* _EXTRACTED ENTRIES_:
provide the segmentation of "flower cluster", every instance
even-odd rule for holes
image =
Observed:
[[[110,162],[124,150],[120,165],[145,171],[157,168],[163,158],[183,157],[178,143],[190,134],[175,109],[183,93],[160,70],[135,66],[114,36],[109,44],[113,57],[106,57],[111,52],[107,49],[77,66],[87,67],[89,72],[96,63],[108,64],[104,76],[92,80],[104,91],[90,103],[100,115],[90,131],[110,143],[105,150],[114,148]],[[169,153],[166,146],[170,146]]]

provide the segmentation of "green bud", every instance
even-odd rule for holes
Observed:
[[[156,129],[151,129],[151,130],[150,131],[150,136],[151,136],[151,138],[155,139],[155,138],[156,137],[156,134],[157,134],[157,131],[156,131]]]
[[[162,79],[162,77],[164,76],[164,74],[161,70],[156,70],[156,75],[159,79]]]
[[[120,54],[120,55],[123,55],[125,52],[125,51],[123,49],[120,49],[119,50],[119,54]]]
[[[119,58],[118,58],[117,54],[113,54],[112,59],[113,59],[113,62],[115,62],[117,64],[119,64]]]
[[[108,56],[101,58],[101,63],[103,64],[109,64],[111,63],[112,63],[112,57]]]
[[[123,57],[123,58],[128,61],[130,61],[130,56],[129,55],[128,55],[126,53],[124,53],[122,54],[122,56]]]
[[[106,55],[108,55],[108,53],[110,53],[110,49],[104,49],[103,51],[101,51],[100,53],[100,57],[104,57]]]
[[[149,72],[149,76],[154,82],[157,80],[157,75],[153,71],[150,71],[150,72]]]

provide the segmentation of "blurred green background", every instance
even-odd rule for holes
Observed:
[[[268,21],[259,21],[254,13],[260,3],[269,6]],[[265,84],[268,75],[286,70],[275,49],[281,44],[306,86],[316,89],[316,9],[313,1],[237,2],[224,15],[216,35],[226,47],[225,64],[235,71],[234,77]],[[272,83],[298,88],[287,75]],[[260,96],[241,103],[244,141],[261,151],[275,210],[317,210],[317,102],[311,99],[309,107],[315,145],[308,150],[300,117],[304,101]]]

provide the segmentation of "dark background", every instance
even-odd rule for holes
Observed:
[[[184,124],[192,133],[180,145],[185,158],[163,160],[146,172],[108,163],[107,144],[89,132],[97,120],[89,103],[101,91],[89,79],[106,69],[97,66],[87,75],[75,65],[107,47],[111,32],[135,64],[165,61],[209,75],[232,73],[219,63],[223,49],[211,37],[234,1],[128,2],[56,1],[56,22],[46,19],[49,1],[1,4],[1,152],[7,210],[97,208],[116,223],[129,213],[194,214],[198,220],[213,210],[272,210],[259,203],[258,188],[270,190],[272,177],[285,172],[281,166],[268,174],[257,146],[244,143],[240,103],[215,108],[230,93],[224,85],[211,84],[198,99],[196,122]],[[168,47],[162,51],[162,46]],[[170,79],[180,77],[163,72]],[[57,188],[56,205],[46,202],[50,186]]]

* _DESCRIPTION OF THE TASK_:
Pick out every line of the listing above that contains the word "instance".

* _RESULT OF THIS EXERCISE_:
provide the segmentation of "flower cluster", every instance
provide the segmentation of "green bud", every instance
provide the segmentation of "blurred green background", every instance
provide the segmentation of "dark background", every instance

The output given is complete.